Top of EXTRACT

MIRRIAM Maungwa (34) looks older than her age.
For the past decade, the mother of three has been the chief labourer in their small-scale tobacco production business in rural Nyazura.
She suffered a respiratory-related ailment a few years ago and has since recovered.
“I have been into tobacco production since I got married about 10 years ago. From the seedbed to the tobacco floors, I am involved. I had a serious cough two years ago due to tobacco; it was a bad experience, but I have since recovered,” said Maungwa.
This is not Maungwa’s predicament only, but several women and girls in Africa face multiple health challenges because of the roles they play in society with little to no attention being given to ensure they get access to quality healthcare.
Microbiologist and former Zambian Cabinet minister Nkandu Luo told delegates at the third International Conference on Public Health in Africa held in Lusaka, Zambia, recently, that most women are susceptible to diseases because of the roles they play.
“Women are likely to suffer from respiratory diseases because of the nature of the work they do. Women spend most of their time cleaning houses or tilling the land. They are exposed to house dust and environmental pollutants. We don't even do research on that," she said.
“Women are likely to die much earlier than men because of the pressures they go through, including psychological pressures and the heavy work burden that they have. What they all share is a recognition that their sickness is somehow caused by situations they face everyday at home and at work.”
- ‘Climate change to blame for Africa's continual cholera outbreak’- Africa CDC Director
- African women, the unsung heroes of the continent’s health
- Women’s health: Recognising the invisible crisis on the continent
The conference ran under the theme, Breaking Barriers: Repositioning Africa in the Global Health Architecture.
Luo added that women are at a greater risk of dying in sub-Saharan Africa than in any other region of the world.
"Women suffer from common infections because of sitting at the bed of the sick. They are the caregivers in the homes and in hospitals. I recall when we were fighting the HIV epidemic, women were the ones who were caring for the sick. If the man is sick, the woman will stand by him until his death. But if it is a woman who is sick, the man will find it possible to ask the mother, aunty, sister or grandmother to care for the wife. They are the carers. They are the ones caring for children, for persons living with disabilities and for everyone technically,” she added.
According to the World Health Organisation, women constitute 70% of the health workforce globally, deliver healthcare to about five billion people and contribute an estimated US$3 trillion annually to global health. They also hold over 80% of nursing jobs, over 90% midwifery positions and only 25% of leadership roles in health.
United Nations Special Rapporteur on the Right to Health Tlaleng Mofokeng highlighted how law and health can impede each other especially with regards to young women's access to adequate health.
Mofokeng said South African athlete Caster Semenya encountered racism and discrimination when she was forced to take hormonal treatment to decrease her naturally occurring testosterone levels for her to take part in international competitions.
"That regulation exacerbated the racism she was facing as a black woman. Had she refused to take treatment she would no longer be allowed to participate in international competitions. This affected her for more than a decade," Mofokeng said.

Bottom of EXTRACT
Top of RECORDED INFORMATION

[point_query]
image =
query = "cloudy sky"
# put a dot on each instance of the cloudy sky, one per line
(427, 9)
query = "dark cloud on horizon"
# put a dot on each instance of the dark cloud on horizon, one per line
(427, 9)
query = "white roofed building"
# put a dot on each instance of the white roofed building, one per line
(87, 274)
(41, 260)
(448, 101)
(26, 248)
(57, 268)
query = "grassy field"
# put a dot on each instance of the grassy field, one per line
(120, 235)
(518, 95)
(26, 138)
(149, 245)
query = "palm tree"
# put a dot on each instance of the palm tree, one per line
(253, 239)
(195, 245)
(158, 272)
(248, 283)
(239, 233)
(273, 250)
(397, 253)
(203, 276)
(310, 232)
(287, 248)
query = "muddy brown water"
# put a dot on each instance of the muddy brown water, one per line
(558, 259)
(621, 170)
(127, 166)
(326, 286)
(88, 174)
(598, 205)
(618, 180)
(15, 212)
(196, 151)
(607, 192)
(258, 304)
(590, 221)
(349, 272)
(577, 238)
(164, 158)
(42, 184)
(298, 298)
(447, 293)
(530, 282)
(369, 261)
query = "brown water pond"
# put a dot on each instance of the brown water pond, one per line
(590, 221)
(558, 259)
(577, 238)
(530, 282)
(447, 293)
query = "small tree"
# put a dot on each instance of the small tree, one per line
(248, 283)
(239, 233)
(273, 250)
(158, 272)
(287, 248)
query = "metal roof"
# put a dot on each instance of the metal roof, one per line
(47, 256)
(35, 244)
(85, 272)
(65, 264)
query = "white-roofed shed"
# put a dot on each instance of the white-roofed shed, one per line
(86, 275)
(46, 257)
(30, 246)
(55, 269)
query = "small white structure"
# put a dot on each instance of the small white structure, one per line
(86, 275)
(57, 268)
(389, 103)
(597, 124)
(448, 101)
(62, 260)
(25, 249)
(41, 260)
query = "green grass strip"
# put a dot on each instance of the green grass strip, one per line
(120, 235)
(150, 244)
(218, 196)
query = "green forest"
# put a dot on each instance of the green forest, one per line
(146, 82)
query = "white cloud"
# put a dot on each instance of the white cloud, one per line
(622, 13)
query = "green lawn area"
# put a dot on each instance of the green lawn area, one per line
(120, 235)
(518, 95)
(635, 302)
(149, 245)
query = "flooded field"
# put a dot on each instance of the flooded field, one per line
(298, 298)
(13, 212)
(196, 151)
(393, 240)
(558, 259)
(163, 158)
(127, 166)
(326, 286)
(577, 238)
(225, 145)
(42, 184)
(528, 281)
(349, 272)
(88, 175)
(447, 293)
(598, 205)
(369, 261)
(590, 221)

Bottom of RECORDED INFORMATION

→ INSTRUCTIONS
a - Print the stretch of the article on women's health in Africa from "This is not" through "to quality healthcare.".
b - Judge each statement against the article on women's health in Africa, answering yes or no and quoting the words that settle it: (i) Maungwa has worked in tobacco production since her marriage about ten years ago. (ii) The conference on public health took place in Nairobi. (iii) Women hold more than half of the leadership roles in health.
c - Write the next part of the article on women's health in Africa, picking up after its final sentence.
The entries stand apart from the article and are separate material.

→ RESULTS
a -
This is not Maungwa’s predicament only, but several women and girls in Africa face multiple health challenges because of the roles they play in society with little to no attention being given to ensure they get access to quality healthcare.

b -
(i) Yes: "I have been into tobacco production since I got married about 10 years ago."
(ii) No: "held in Lusaka, Zambia, recently"
(iii) No: "only 25% of leadership roles in health."

c -
Zimbabwe is currently battling a cholera outbreak with women being the primary caregivers putting them at risk of contracting the epidemic disease that has ravaged over 18 African countries according to the report by Centres for Disease Control and Prevention (Africa CDC).
Public health specialist and Mashonaland West provincial medical director Celestino Dhege in an interview said women and young girls were generally disadvantaged in society on issues to do with access to adequate health.
“When an area has outbreaks of diseases such as cholera obviously, they can negatively affect women. The Health ministry has employed village health workers who are playing a critical role and in doing so are also conscientising other women and young girls on how best they can access healthcare.
"Women and young girls are generally disadvantaged. They constitute 50% of the population but in the employment sector there are less women. The work they do such as vending and subsistence farming is informal and this kind of work is not well remunerated,” he said.
"A lot of women travel long distances to access health facilities. Decisions to access health are made by men and sometimes that could be a disadvantage to a woman.
"Women have a lot of roles to play, looking after the family, looking after the health of the family is their responsibility. In that regard it means that they can ignore their health to a greater extent focusing on the children's health, the husband's as well the family at large. They might not find time to consider their health as a priority.”
Health systems specialist and deputy director of policy, planning and health economics Tonderai Kadzere added: "We cannot achieve health equity without addressing the issues of gender. Gender is one of the major determinants of health. Being a woman, being a girl or a man, itself is a risk on its own in terms of healthcare issues. The new public health order that Africa CDC is moving towards is now mainstreaming gender in healthcare.”
He also emphasised the importance of research on issues to do with health saying it is a key principle which has made the government able to come up with effective healthcare policies.
But in Chitenderano area, in Nyazura, Maungwa feels her contribution to their tobacco farming business is all that is needed. Getting a cough is a primary thing to her as she thinks it is part of her everyday life.